- [TASK DESCRIPTION]: Produce a verbatim copy of the entries listed below.

- [THE DATA]:
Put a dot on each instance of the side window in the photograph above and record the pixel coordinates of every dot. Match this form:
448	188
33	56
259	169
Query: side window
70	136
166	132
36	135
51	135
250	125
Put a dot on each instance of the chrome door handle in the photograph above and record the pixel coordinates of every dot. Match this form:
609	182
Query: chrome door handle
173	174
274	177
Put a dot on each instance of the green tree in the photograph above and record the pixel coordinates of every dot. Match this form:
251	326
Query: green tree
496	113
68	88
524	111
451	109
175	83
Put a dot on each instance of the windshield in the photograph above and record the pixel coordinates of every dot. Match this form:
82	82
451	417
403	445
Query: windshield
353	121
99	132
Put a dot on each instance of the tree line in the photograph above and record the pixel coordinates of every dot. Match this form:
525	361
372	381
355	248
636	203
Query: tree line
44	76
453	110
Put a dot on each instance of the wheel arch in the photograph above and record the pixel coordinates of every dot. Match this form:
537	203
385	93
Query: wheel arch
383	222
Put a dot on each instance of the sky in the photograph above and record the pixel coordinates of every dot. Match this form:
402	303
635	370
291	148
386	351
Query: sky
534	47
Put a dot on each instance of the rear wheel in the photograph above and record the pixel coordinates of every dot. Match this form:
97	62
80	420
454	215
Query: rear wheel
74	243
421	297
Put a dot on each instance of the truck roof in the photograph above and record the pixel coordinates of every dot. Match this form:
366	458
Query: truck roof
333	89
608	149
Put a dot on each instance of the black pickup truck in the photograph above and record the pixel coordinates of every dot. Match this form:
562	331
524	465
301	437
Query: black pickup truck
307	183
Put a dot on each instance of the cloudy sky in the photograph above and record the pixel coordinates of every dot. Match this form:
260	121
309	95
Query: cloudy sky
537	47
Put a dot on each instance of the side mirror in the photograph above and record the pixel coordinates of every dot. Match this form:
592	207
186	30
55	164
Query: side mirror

- [SOLUTION TO THE EXERCISE]:
Put a dot on each instance of the side window in the photograph above and record the pixel coordinates of every dot. Match this form:
448	188
33	56
259	169
Query: side window
70	136
166	132
36	135
51	135
250	125
Put a dot on each instance of the chrome door handle in the photograph above and record the pixel coordinates of every dot. Match this form:
609	182
Query: chrome door handle
173	174
274	177
Put a dot on each instance of the green tree in the photograph above and record the pixel coordinates of every dot. Match this form:
251	326
Query: green tree
496	113
68	88
524	111
451	109
175	83
Put a dot on each instance of the windshield in the photograph above and record the pixel coordinates of every dot. Match this form:
82	82
451	417
403	445
Query: windshield
353	121
99	132
Put a dot on each instance of the tree line in the photograph above and record the pixel coordinates of every dot. Match this form:
525	361
372	381
355	248
636	203
Query: tree line
44	76
453	110
Put a dot on each instance of the wheel arch in the photograph above and record the pixel coordinates of every dot. Match this form:
537	203
385	93
Query: wheel arch
383	222
Put a dot on each instance of the sky in the photograph above and record the pixel coordinates of every dot. Match this form:
402	303
635	370
291	148
386	351
Query: sky
534	47
Put a dot on each instance of the rear wheel in the photograph above and record the pixel coordinates of every dot. Match this form:
97	62
80	420
454	215
Query: rear wheel
74	243
421	297
Put a dot on each instance of the truck roof in the photograph above and record the pixel coordinates of every dot. Match this form:
366	458
Query: truck roof
333	89
608	149
Put a dot on each instance of the black pickup truck in the photograph above and record the pixel coordinates of every dot. Match this form:
562	331
524	465
301	437
Query: black pickup truck
307	183
Put a dot on each instance of the cloudy sky in the photograph above and record the pixel coordinates of every dot. Match this form:
260	121
309	95
Query: cloudy sky
537	47
Put a dot on each instance of the side mirror in the photograph above and record the pixel coordinates of every dot. Match this form:
592	207
186	30
55	164
Query: side mirror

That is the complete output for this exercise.